>> Begin Source passage

Sometimes pm should be used in these situations. For all I know the dog may be worthless or a champ but you are right about one thing he did ask. 

In my stupid opinion the question asked should have required responses to be pm'd then you don't have the derogatory comments about man or beast on the public forum.

Besides I'm just here for the GDG regards,


----------



## BonMallari (Feb 7, 2008)

the person in question broke one of the cardinal rules of dog training...especially since he is a pro...

you can make fun of a person

you can make fun of the methods they use to train

you can make fun of their football team college or pro

BUT YOU NEVER, EVER, BAD MOUTH SOMEONES DOG..PERIOD..


----------



## Dave Mirek (Jan 23, 2007)

I appreciate the fact that there was a lot of feedback, and I will start using PM for some of my questions as to minimize some of the public statements.

Thanks


----------



## clint (Aug 4, 2006)

your right i should have sent my comment in a personal message.....  sorry


----------



## Nic_Edlund (Feb 16, 2010)

>> End Source passage
>> Begin Dataset section

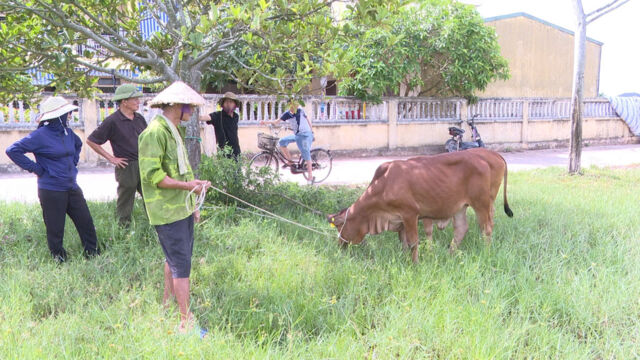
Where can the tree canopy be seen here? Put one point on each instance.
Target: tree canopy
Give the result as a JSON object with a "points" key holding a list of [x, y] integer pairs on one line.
{"points": [[430, 47], [434, 48]]}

>> End Dataset section

Exercise instructions: Continue the forum thread about keeping criticism of a person's dog to private messages, starting right after its final line.

The answer:
Hi

My name is Nic Edlund, I own Timing is Everything MH. If Tyme could read he would say " I don't care I just want to retreive something". He however can't read. He is good but, not that good. To answer a few questions and clear up a couple issues. Tyme is my first well bred dog with a great pedigree a lot of drive and disire to please. I made a lot of mistakes along the way, but I learned alot of lessons with every step I took. For those of you that say 6 for 20 is a bad pass percentage you are absolutely right, it is horrible. Like some people have stated there is more to a dog than what you can find on entry express. The fact is, is that Tyme has been with several pro trainers some which you can find previously listed in the above thread. Greg did a good job for Tyme and I, Greg passed 2 master tests and handled Tyme to a JAM in a Qual. Others listed above didn't fair so well and told me " Tyme will never be a master hunter". So what I did is took it upon myself to learn and work hard. I started training on my own and joined every retreive club around and I trained every night after work. I handled Tyme to his master hunter title. I passed 3 out of the first 4 tests I ran him in. For everyone that is a 75% pass ratio, for an amatuer I think that is dang good. I beleive that passing 3 of 4 shows that Tyme is more than capable and has the natural ability to be a champion and a master hunter. I think it also shows that he was with a pro trainers who did want to do the work and wanted to blam the dog for the trainers poor handling. I don't see how some pros couldn't pass any, when me as an amature can pass 3 of 4. If you could talk to anyone who watched Tyme run at Northern Flights hunt test in 2008 has seen what Tyme can do, Randy and Mary Spangler judged the test and there judges books tell the tail it was like poetry in motion. Sadie and Ruby I appreciate your inquiry about Tyme if you have any questions or would like to see him run let me know. Because this caused such a heated discusion give me a call and I will make you a deal better than anything else you will find anywhere on Tyme's stud fee. Tyme might not be the best dog but he is my dog. There is no other dog I would rather share a waterfowl blind with than Tyme. I feel privilaged and treasure everyday I get to share with him. I hope that clears everything up.

" ITS A GOOD LIFE IF YOU KNOW HOW TO LIVE IT"

Nic Edlund 
(651)271-3461


----------



## PackLeader (Jan 12, 2009)

Great post Nic,

Welcome to the forum.


----------



## MikeBoley (Dec 26, 2003)

nice post always good to hear the other side of the story. Many happy hunts to Nic and Tyme.


----------



## Howard N (Jan 3, 2003)

Hi Nick, welcome to the RTF.

It takes a set to put yourself and your dog under the microscope.


----------



## Bo Joe (Jan 4, 2010)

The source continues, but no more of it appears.